Reproduce the data below without any change, beginning with the line that contains "As a warehouse robot's perception module, locate crowd" and continuing through the line that contains "683, 120, 758, 271", with both of those lines included.

▬▬▬

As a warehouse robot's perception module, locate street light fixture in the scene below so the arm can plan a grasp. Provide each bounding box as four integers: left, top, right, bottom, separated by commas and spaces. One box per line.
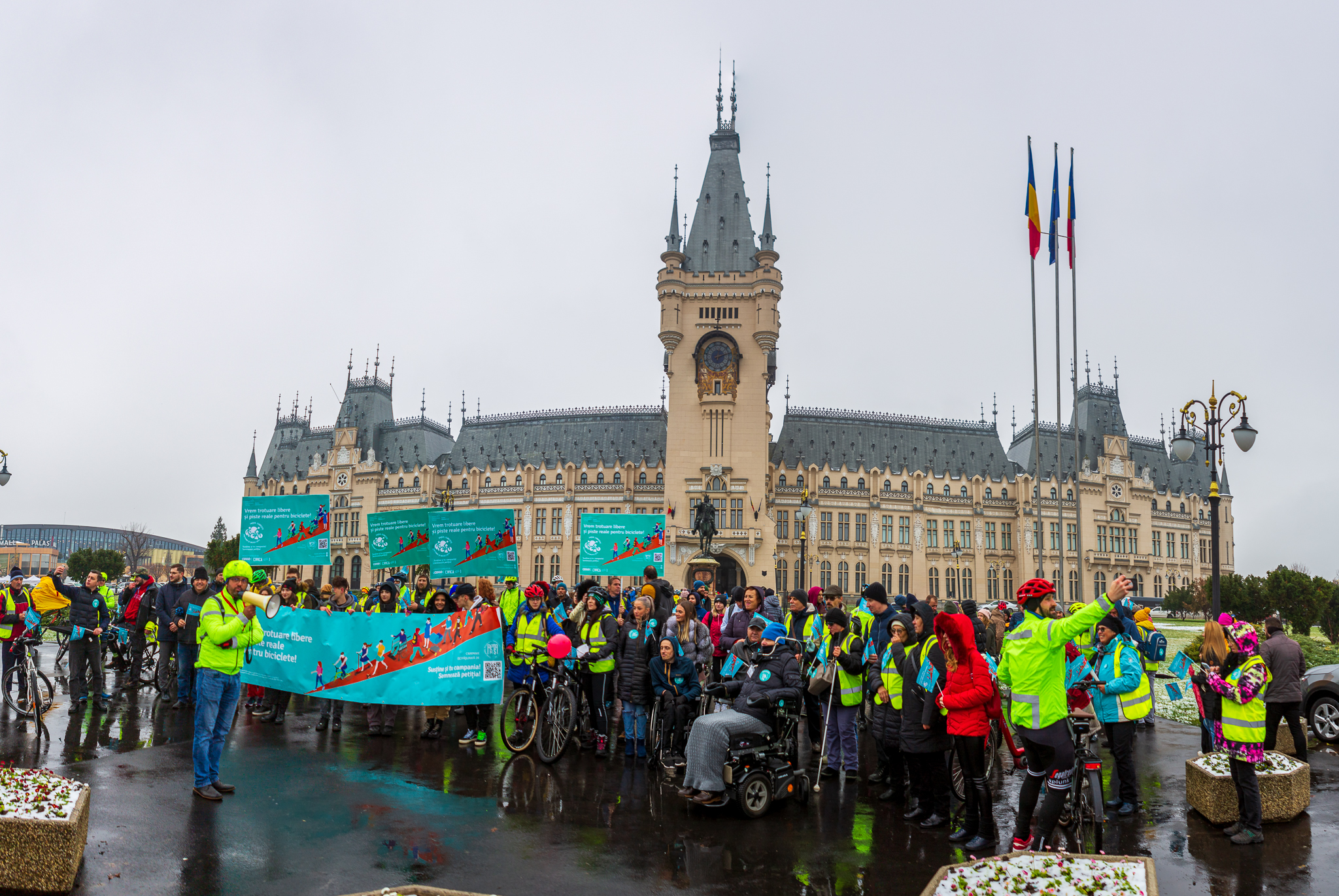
1172, 383, 1256, 619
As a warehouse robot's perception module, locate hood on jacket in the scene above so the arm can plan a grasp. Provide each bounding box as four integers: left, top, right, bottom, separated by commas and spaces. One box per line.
935, 614, 976, 666
911, 600, 939, 644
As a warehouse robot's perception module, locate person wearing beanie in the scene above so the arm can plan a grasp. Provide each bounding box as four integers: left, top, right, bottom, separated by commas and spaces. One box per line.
818, 606, 865, 778
1260, 616, 1307, 762
897, 600, 953, 827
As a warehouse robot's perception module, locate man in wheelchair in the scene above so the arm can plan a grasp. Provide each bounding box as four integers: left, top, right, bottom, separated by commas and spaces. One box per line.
679, 623, 805, 806
651, 635, 702, 766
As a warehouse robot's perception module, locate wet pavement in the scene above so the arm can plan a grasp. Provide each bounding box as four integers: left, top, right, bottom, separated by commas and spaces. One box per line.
0, 648, 1339, 896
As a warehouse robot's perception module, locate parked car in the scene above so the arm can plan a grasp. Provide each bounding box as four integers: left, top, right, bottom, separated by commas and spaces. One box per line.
1302, 663, 1339, 743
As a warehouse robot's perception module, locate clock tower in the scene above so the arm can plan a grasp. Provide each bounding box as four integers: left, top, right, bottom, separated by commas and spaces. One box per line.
656, 75, 782, 591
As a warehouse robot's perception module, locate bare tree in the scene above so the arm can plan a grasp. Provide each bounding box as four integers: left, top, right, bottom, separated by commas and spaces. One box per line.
120, 522, 152, 574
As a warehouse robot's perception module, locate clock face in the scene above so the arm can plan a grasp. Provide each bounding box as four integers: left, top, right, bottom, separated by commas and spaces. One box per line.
702, 342, 735, 373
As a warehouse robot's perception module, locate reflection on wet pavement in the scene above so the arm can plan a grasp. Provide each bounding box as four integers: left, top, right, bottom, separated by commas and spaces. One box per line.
0, 642, 1339, 896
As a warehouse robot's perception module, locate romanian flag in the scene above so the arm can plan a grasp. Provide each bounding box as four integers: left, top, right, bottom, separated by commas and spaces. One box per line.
1064, 148, 1077, 268
1023, 137, 1042, 259
1045, 143, 1060, 264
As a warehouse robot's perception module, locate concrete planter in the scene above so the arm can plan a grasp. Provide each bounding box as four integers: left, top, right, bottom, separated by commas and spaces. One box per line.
921, 852, 1159, 896
0, 788, 90, 893
1185, 759, 1311, 825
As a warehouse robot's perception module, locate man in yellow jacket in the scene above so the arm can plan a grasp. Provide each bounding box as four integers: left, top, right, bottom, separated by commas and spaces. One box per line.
192, 560, 265, 801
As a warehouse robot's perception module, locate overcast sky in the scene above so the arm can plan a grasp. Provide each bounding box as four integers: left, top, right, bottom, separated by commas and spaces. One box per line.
0, 0, 1339, 576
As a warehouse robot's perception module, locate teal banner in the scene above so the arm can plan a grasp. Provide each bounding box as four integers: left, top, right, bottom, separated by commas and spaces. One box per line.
427, 510, 521, 578
239, 494, 331, 567
367, 508, 430, 569
243, 606, 502, 706
581, 513, 666, 576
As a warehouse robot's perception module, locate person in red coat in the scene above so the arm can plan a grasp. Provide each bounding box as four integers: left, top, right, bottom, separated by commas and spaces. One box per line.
935, 612, 996, 852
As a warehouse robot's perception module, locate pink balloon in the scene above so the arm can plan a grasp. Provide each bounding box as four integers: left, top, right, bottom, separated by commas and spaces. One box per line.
549, 635, 571, 659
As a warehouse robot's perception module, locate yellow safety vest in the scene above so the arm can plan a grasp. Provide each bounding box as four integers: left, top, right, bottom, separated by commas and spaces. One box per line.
874, 644, 902, 712
578, 615, 613, 672
1223, 656, 1274, 743
819, 632, 865, 706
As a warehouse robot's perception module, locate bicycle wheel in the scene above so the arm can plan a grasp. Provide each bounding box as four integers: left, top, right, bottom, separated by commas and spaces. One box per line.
502, 687, 539, 753
534, 687, 577, 762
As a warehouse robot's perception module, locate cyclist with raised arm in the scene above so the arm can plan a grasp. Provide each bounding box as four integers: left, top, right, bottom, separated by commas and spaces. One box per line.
999, 576, 1130, 850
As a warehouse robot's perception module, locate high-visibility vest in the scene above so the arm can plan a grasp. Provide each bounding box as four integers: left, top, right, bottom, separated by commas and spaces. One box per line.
1223, 656, 1274, 743
1113, 642, 1157, 722
874, 644, 902, 712
0, 587, 32, 640
511, 612, 549, 666
819, 632, 865, 706
578, 614, 613, 672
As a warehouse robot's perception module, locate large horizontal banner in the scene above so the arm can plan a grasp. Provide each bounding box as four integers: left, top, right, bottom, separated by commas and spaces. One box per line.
427, 510, 521, 578
239, 494, 331, 567
581, 513, 666, 576
367, 508, 428, 569
243, 606, 503, 706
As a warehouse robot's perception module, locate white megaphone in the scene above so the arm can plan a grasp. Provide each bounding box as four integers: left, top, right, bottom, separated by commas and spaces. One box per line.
243, 591, 281, 619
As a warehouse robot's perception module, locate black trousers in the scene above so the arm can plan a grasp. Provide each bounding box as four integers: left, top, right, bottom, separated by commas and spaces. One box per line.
953, 734, 995, 837
902, 750, 949, 818
1102, 722, 1140, 803
69, 635, 102, 701
1264, 701, 1307, 762
1228, 757, 1264, 833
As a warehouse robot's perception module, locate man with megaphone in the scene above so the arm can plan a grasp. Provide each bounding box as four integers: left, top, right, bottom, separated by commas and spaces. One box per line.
192, 560, 266, 801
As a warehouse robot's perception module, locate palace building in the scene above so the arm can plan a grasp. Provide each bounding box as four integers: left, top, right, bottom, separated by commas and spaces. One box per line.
244, 82, 1234, 603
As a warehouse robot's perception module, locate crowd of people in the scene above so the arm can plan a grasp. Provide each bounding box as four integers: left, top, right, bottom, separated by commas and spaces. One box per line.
0, 561, 1306, 850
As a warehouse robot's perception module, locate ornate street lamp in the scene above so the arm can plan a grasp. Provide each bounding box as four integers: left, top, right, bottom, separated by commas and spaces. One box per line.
1172, 383, 1256, 619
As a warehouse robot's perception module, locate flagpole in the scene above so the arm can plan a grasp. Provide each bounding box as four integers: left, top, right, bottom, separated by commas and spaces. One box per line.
1071, 146, 1096, 600
1051, 143, 1060, 604
1027, 137, 1045, 578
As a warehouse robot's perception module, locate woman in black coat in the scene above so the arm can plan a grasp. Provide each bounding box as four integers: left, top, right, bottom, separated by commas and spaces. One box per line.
897, 601, 953, 827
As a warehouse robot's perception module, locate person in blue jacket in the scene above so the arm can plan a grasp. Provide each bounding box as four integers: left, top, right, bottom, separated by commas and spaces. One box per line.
649, 635, 702, 766
1089, 604, 1153, 816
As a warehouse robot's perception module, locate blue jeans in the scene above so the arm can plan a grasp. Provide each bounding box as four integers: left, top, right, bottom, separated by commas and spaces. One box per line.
190, 669, 243, 788
177, 642, 199, 703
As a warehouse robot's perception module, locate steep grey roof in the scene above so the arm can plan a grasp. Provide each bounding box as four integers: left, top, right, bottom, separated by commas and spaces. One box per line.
771, 407, 1013, 480
437, 407, 666, 471
683, 120, 758, 271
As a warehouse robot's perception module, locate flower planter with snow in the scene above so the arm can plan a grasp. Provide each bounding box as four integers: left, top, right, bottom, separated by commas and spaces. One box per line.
921, 852, 1159, 896
1185, 750, 1311, 825
0, 769, 88, 893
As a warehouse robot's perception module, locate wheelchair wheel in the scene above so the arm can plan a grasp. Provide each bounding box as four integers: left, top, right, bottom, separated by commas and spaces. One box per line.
735, 771, 771, 818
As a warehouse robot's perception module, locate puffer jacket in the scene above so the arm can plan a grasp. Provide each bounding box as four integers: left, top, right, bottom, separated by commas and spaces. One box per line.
935, 614, 995, 737
666, 616, 713, 664
613, 616, 660, 706
724, 646, 805, 725
897, 600, 953, 753
651, 635, 702, 701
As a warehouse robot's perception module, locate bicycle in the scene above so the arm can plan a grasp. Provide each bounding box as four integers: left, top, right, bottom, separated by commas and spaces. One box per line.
0, 636, 56, 725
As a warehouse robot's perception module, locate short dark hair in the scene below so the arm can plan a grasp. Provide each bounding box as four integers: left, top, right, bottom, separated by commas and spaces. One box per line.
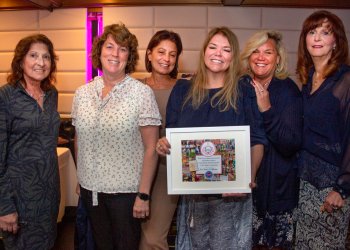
296, 10, 349, 84
145, 30, 182, 78
7, 34, 58, 91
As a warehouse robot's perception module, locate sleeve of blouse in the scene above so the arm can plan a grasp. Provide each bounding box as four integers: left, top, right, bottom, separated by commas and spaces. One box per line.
262, 82, 303, 157
139, 85, 162, 126
166, 80, 184, 128
238, 78, 268, 147
334, 72, 350, 198
0, 91, 16, 216
71, 89, 80, 126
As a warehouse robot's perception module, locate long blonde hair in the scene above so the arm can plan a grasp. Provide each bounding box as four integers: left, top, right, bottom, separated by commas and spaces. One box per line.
184, 27, 240, 111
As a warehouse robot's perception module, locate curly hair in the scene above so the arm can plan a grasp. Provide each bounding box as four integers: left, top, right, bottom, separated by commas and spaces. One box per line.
241, 30, 288, 79
296, 10, 349, 84
91, 23, 139, 74
7, 34, 58, 91
183, 27, 240, 111
145, 30, 182, 79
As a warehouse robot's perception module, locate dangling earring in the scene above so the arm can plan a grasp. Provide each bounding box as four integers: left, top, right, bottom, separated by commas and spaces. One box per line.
275, 63, 281, 74
146, 60, 152, 71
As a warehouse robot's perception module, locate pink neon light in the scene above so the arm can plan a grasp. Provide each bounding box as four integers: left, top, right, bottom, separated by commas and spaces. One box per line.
86, 12, 103, 82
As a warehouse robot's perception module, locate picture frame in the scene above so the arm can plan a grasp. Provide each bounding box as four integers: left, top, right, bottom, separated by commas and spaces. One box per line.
166, 126, 251, 194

▬▬▬

**Task solution:**
As a warehouse robot's perception module, locate crowd of people in the scene above so the arm can plan a grasp. Provide each bounding box as four integers: left, top, right, bottom, separated by commas and spaces. One box per line.
0, 561, 1306, 850
As a warehouse robot's perception module, locate ornate street lamp in the scene above so the arm can plan a grasp. Provide each bounding box as four integers: left, top, right, bottom, separated by commas and spaces. One box per line.
1172, 383, 1256, 619
As a warehouse robot's perception module, locate flagpole in the scene above so the arm can plan a grasp. Provide each bounding box as four integers: left, top, right, bottom, separated by commas and spaces. One box per line.
1071, 146, 1096, 600
1051, 143, 1060, 604
1027, 137, 1045, 578
As a warehouse robot's perception module, locate woman in black coat in the scene above so the arm can plan a grasp. Provide each bounding box as four integers: left, top, right, bottom, separated by commas and spaces. One box per line.
897, 601, 953, 827
As a warehouse robot's perception module, locate person in blue jacket in the scene above so the arm can plan a grasp. Provide each bounding box as four integers: left, top, right, bottom, separated by commas and spaces. One box per line.
649, 635, 702, 766
1089, 604, 1153, 816
As a warehouse robot's perception module, locate blue jeans in the scene above so the arm can plan a grasp. Provide each bounding box as four integers: left, top, right, bottom, separated by commas and spaces. One box per line.
190, 669, 243, 788
177, 642, 199, 703
As a warehouse robot's perception module, locate steep grey roof in the scene above so the arm can plan a grasp. Provide each bounding box as four integers: left, top, right, bottom, separated by commas and spaces. One box per line.
771, 407, 1013, 480
437, 407, 666, 471
683, 120, 758, 271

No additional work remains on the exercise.